**** TEXT UNDER STUDY

Dr. Michael Mann, one of the country’s leading climate scientists, has been harassed, threatened, and berated for his views that human actions are contributing to global climate change. But not just from anonymous commenters on websites — from leading publications like the National Review Online. After being compared to Jerry Sandusky and having the credibility of his work questioned, Mann finally has had enough. He is suing Rand Simberg of the Competitive Enterprise Institute (CEI) blog and Mark Steyn at National Review Online for defamation.
So what is defamation and how do you prove it? To be sure, this is not my area of legal expertise. But the basics are fairly straightforward. As an overview, defamation means a public attack, based on false facts, on a person’s professional character or standing on an issue of public interest. The attacks have to cause damage to the plaintiff.
You can defend yourself against charges that you defamed someone by proving that you spoke the “truth.” You can also defend yourself by saying it was just an “opinion” as opposed to fact, although some jurisdictions have eliminated that distinction.

********

• [QUESTIONS ON THE MATERIAL]
A. Update the text about Michael Mann's lawsuit from "Dr. Michael Mann, one" to "to the plaintiff.", putting "libel" in place of each "defamation".
B. Go on with the text about Michael Mann's lawsuit, picking up after its last sentence.
The rows below were taken from a separate source.

**** DATASET ENTRIES

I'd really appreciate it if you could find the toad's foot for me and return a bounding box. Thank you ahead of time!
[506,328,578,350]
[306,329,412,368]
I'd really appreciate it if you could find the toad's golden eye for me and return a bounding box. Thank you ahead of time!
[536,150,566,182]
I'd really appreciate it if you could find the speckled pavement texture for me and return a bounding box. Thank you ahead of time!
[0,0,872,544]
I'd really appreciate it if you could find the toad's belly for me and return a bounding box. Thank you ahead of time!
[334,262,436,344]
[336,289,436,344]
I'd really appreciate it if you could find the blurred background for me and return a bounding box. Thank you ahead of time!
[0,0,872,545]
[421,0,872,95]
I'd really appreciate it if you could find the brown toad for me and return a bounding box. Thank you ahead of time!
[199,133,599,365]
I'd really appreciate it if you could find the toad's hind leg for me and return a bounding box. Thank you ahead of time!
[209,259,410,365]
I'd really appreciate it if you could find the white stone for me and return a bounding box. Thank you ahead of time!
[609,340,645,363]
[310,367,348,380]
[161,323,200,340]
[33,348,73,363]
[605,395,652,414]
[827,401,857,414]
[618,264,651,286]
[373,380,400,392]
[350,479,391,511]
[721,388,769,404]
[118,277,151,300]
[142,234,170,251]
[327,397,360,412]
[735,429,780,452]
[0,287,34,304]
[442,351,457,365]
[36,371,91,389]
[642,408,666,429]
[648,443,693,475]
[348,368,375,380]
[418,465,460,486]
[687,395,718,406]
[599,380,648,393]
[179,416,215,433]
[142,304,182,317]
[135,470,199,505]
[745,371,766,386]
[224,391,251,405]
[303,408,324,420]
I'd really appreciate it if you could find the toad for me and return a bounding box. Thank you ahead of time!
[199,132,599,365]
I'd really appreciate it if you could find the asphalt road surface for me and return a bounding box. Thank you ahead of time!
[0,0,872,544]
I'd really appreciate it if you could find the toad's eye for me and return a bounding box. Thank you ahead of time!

********

• [ANSWER LIST]
A.
Dr. Michael Mann, one of the country’s leading climate scientists, has been harassed, threatened, and berated for his views that human actions are contributing to global climate change. But not just from anonymous commenters on websites — from leading publications like the National Review Online. After being compared to Jerry Sandusky and having the credibility of his work questioned, Mann finally has had enough. He is suing Rand Simberg of the Competitive Enterprise Institute (CEI) blog and Mark Steyn at National Review Online for libel.
So what is libel and how do you prove it? To be sure, this is not my area of legal expertise. But the basics are fairly straightforward. As an overview, libel means a public attack, based on false facts, on a person’s professional character or standing on an issue of public interest. The attacks have to cause damage to the plaintiff.

B.
In this case:
Mann alleged that four phrases in Simberg’s post were defamatory: “data manipulation,” “academic and scientific misconduct,” “posterboy of the corrupt and disgraced climate science echo chamber,” and accusing the Penn State professor of molesting his data and thus being the “Jerry Sandusky of climate science.” He also cited a subsequent CEI press release that called his research “intellectually bogus.”
Trevor Burris of Forbes penned a full-throated defense of National Review and the other defendants, arguing that their words amounted to nothing more than name-calling:
While some of these phrases might be impolitic and unprofessional, they are not defamatory. Pugnacious rhetoric is still protected by the First Amendment, especially in matters of public debate.
Furthermore, he thinks the lawsuit will hurt the cause of climate change advocacy:
Proponents of the theory of catastrophic climate change should think twice before they support Dr. Mann’s lawsuit. In fact, anyone who engages in vigorous intellectual debate should be afraid that Mann’s lawsuit wasn’t immediately dismissed as a nuisance suit that is attempting to stifle First Amendment-protected speech. If Mann wins this lawsuit, he or his friends could easily find themselves on the other side of a defamation suit. Climate-change catastrophists consistently accuse climate-change “deniers” of intellectual and professional malfeasance.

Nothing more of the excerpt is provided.